**EXCERPTED TEXT**
________________________

Labour leader Sir Keir Starmer has pledged to cut net migration while Prime Minister Rishi Sunak vowed to boost community care in his first major health offer of the election campaign.
Sir Keir vowed to “bring immigration numbers down” by cracking down on “bad bosses” and linking work visas to training domestic workers, but has refused to set a specific target.
Meanwhile, shadow home secretary Yvette Cooper has declined to rule out offshoring the processing of asylum claims.
“Read my lips—I will bring immigration numbers down,” he said.
The Labour leader said he will “ban bad bosses,” who breach labour market rules—including by underpaying workers—from recruiting from abroad.
Labour will also make sectors applying for foreign worker visas train British workers first, the report said.
However, Sir Keir Starmer refused to specify a target level of migration or a timeframe.
Touring broadcasting studios on Sunday, shadow home secretary Yvette Cooper took a shot at the Tories, telling the BBC’s “Sunday with Laura Kuenssberg” programme Labour is refusing to set an immigration target partly because “every time the Conservatives have done this, frankly, then they have just ended up being totally all over the place, ripping it up, and discredited the whole system.”
Ms. Cooper said another reason her party is staying away from a target is the fluctuation of immigration because of global events.
“So, for example, the pandemic means the net migration figures, of course, fell, but the homes for Ukraine visa rightly meant that the figures increased because of the war in Ukraine,” she said.
The shadow home secretary said her party would create a border security command “to clear the backlog and to end asylum hotel use, and to put another new returns and enforcement unit in place to actually get the proper returns where people have no right to be here.”
Ms. Cooper said Labour would look at what works.
“For example, the Dublin agreement did mean that, under that scheme, some people were returned to France or to Germany or other countries,” she said.
When asked if Labour would send asylum seekers who are stuck in the system to another country to have their claims processed, Ms. Cooper said: “That’s certainly what used to happen as part of the Dublin scheme and we look at what works.”
Labour’s tough talk on migration came as Sir Keir is seeking to shift the focus away from the Diane Abbott row that has dogged his campaign, but it could risk inflaming tensions with the Labour left.
A report in The Sunday Times that a number of left-wingers including Ms. Abbott have been offered peerages in return for quitting could also reignite the infighting.
They have been told they would be elevated to the Lords if they made way for allies of the leadership team in their seats, according to the newspaper.
Lifelong Learning
Labour has also pledged to help upskill the workforce, delivering “lifelong learning with more training places for young people and opportunities for adults to learn new skills.”The party said it will replace the Conservatives’ Apprenticeships Levy with a more flexible Growth and Skills Levy, which is a variation of the existing Apprenticeships Levy that can be used on a “greater range of training courses.”
Tories Pledge More Community Care
The prime minister, meanwhile, is seeking to fire up his campaign with a promise to boost community care.A hundred new GP surgeries and 50 community diagnostic centres would be built were he to remain in No. 10, funded by slashing the number of NHS managers, the Tories said.
They pledged to expand their Pharmacy First scheme, which allows patients to access some treatments via their pharmacy without having seen a GP first.

________________________

**Stored items**
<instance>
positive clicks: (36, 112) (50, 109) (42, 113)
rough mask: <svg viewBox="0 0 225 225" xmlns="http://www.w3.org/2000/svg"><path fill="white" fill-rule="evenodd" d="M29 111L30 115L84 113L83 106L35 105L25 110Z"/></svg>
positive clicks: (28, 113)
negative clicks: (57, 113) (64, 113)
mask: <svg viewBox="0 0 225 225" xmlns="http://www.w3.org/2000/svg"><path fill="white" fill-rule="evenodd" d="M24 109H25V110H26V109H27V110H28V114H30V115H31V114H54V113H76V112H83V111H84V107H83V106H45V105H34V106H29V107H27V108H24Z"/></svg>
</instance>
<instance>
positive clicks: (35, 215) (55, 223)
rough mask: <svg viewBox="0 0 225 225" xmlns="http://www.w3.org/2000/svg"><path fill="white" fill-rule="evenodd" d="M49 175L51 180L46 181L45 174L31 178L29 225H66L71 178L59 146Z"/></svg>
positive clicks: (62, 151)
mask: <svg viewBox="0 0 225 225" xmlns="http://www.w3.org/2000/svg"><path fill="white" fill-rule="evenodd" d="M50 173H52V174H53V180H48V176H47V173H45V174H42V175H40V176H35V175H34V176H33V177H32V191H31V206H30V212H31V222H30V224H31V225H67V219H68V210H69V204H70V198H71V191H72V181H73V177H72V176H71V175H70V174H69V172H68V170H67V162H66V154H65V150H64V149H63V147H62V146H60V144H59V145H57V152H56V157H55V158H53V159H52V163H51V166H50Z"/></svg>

________________________

**WHAT YOU NEED TO DO**
1. Please set down the passage of the article on the election pledges starting at "Labour leader Sir" and ending at "the election campaign.".
2. List every country named in the article on the election pledges.

**SOLUTIONS TO THE TASKS**
1.
Labour leader Sir Keir Starmer has pledged to cut net migration while Prime Minister Rishi Sunak vowed to boost community care in his first major health offer of the election campaign.

2.
France
Germany
Ukraine